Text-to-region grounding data
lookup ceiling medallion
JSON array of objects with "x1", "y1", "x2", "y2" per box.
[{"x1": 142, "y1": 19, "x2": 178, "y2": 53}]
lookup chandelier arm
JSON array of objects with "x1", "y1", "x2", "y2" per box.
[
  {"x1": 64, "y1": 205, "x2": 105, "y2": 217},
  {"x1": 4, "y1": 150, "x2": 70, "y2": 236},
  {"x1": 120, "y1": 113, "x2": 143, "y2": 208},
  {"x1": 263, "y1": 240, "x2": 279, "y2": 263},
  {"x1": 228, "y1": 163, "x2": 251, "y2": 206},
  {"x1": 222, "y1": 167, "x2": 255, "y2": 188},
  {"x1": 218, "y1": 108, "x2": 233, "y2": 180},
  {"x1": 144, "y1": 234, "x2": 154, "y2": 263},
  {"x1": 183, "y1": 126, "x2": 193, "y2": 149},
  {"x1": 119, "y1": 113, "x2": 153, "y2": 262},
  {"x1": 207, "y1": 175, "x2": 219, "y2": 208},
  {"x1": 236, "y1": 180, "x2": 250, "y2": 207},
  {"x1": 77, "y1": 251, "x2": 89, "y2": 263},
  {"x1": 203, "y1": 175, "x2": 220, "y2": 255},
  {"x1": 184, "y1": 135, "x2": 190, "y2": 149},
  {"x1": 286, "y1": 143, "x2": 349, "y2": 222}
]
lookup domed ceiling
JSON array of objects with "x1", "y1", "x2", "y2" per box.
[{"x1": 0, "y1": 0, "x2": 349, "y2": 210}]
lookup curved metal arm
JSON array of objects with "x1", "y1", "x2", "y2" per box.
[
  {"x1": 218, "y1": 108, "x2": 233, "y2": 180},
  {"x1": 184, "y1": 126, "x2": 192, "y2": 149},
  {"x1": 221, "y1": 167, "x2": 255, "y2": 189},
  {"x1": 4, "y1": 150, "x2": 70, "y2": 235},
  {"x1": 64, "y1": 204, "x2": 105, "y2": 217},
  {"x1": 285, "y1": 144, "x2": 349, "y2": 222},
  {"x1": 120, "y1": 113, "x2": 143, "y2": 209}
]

What the task requires
Repeat the records above exactly.

Solution to this task
lookup ceiling medallion
JSON array of objects with "x1", "y1", "x2", "y2" per box.
[{"x1": 142, "y1": 19, "x2": 178, "y2": 53}]
lookup chandelier arm
JSON array of objects with "x1", "y1", "x2", "y2" per box.
[
  {"x1": 64, "y1": 205, "x2": 105, "y2": 217},
  {"x1": 4, "y1": 150, "x2": 70, "y2": 236},
  {"x1": 120, "y1": 113, "x2": 143, "y2": 208},
  {"x1": 263, "y1": 240, "x2": 279, "y2": 263},
  {"x1": 228, "y1": 163, "x2": 251, "y2": 206},
  {"x1": 222, "y1": 167, "x2": 255, "y2": 188},
  {"x1": 218, "y1": 108, "x2": 233, "y2": 180},
  {"x1": 144, "y1": 234, "x2": 154, "y2": 263},
  {"x1": 183, "y1": 126, "x2": 193, "y2": 149},
  {"x1": 119, "y1": 113, "x2": 153, "y2": 262},
  {"x1": 207, "y1": 175, "x2": 219, "y2": 208},
  {"x1": 236, "y1": 180, "x2": 250, "y2": 207},
  {"x1": 77, "y1": 251, "x2": 89, "y2": 263},
  {"x1": 203, "y1": 175, "x2": 220, "y2": 255},
  {"x1": 184, "y1": 135, "x2": 190, "y2": 149},
  {"x1": 286, "y1": 143, "x2": 349, "y2": 222}
]
lookup domed ceiling
JSON array of objects with "x1", "y1", "x2", "y2" per box.
[{"x1": 0, "y1": 0, "x2": 349, "y2": 210}]
lookup curved metal arm
JSON array of objects with "x1", "y1", "x2", "y2" per box.
[
  {"x1": 218, "y1": 108, "x2": 233, "y2": 180},
  {"x1": 184, "y1": 126, "x2": 192, "y2": 149},
  {"x1": 221, "y1": 167, "x2": 255, "y2": 189},
  {"x1": 4, "y1": 150, "x2": 70, "y2": 235},
  {"x1": 64, "y1": 204, "x2": 105, "y2": 217},
  {"x1": 285, "y1": 144, "x2": 349, "y2": 222},
  {"x1": 120, "y1": 113, "x2": 143, "y2": 209}
]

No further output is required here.